> **Tasks and exercises**
- a) Answer these questions from the text on the GCR motion, one answer per line:
(i) Which annex of the GCR Constitution does the text cite?
(ii) Which organization may not receive money from St Antony's College?
(iii) What does the text say might replace the GCR in the college?
- b) List every quality that the text on the GCR motion says students need and want in their representative organ.
>> Begin Text
This was the first move of oligarchic reaction in the face of a democratic groundswell in this college. Then, the Executive and a few other members of the GCR handed over the fate of a democratic decision to a body that deliberates on constitutional matters. And all of this happened without the entire student body being informed, despite ‘Annex 1: Responsibilities of  Elected Members’ of the GCR Constitution stipulating: ‘The President shall consult and inform Executive Officers and the GCR as a whole, on issues relevant to the student body’. Given that the GCR membership voted in favour of the motion, any process which is attempting to revoke it is clearly a relevant issue to the student body. Now the whole matter is well on the glorious path of procrastination, a costly delay as Quebec students come under greater attack.

But the real issue here is not about the little constitutional games we play. It is a struggle between a small number who are against substantive democracy while veiling their support of the status quo in the shroud of neturality, and a majority of students with a holistic understanding of their location in society and the world. In a world of crisis, tumult and inequality, the latter see status quo, law and economy as entities which are not immutable, but things that can be changed by political agency. Every instance of unfreedom and coercion is ominous for all of us, any conception of insulation is merely a delusion. Hence, the patterning of new solidarities. The passage of the motion points to the fact that students want a deepening of democracy in St Antony’s College and have a  desire to transcend the parochial and anti-political disposition of the GCR here and now.

Perhaps CLASSE will not receive the money from St Antony’s College, money that will be burned in barbecue or dissolved in high tea. But this motion and its small history has clearly put the legitimacy of the way representation works in this college into question. The students here clearly need and want a more democratic, transparent, decentralized, politically sensitized representative organ. This might very well be the beginning of a passage from the GCR to a student’s union in this college.
>> End Text
>> Begin Material
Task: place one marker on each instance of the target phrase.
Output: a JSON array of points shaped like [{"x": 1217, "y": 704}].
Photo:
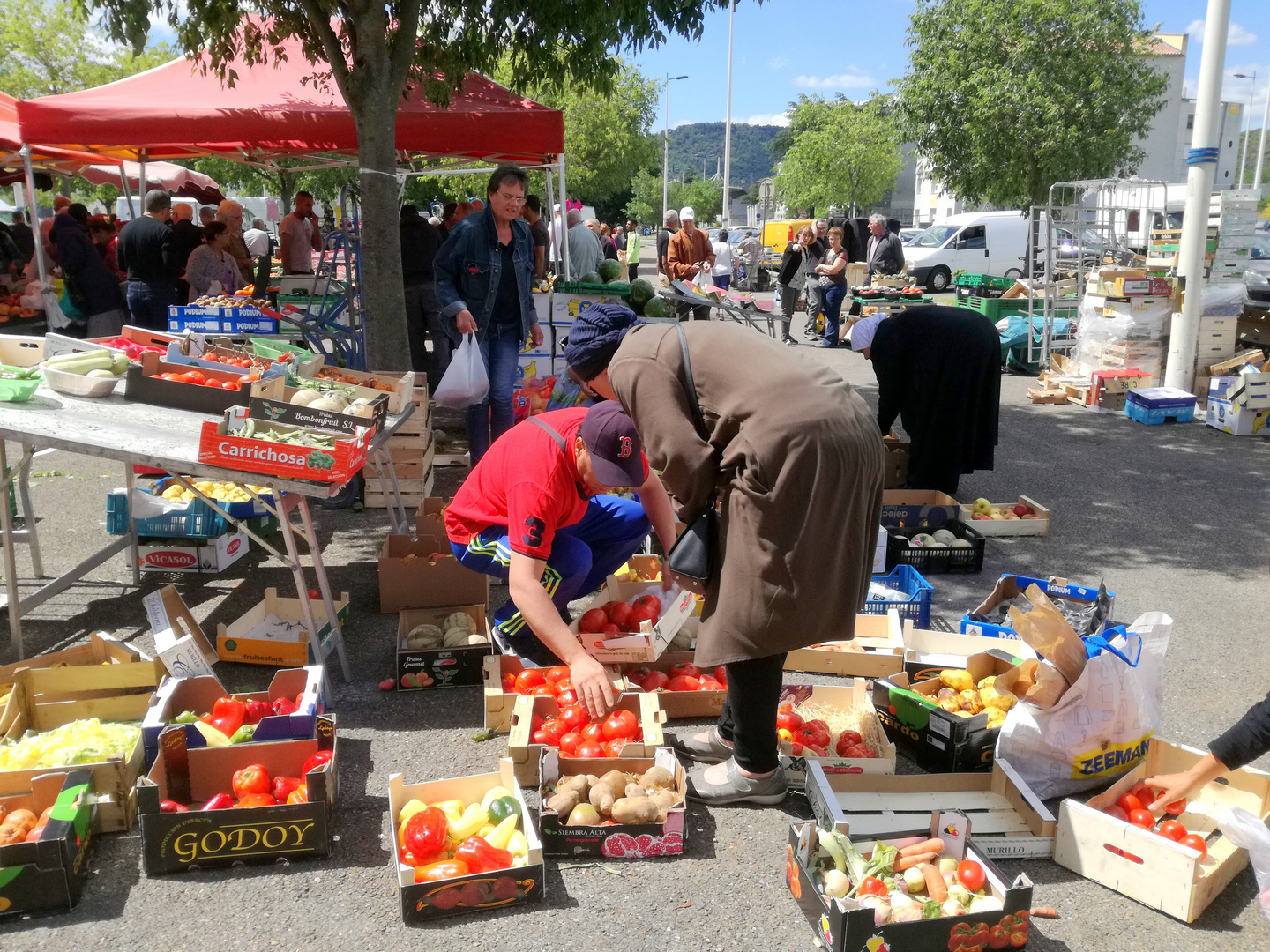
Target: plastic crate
>> End Material
> **Solutions to the exercise**
- a)
(i) 'Annex 1: Responsibilities of Elected Members'
(ii) CLASSE
(iii) A student's union

- b)
- Democratic
- Transparent
- Decentralized
- Politically sensitized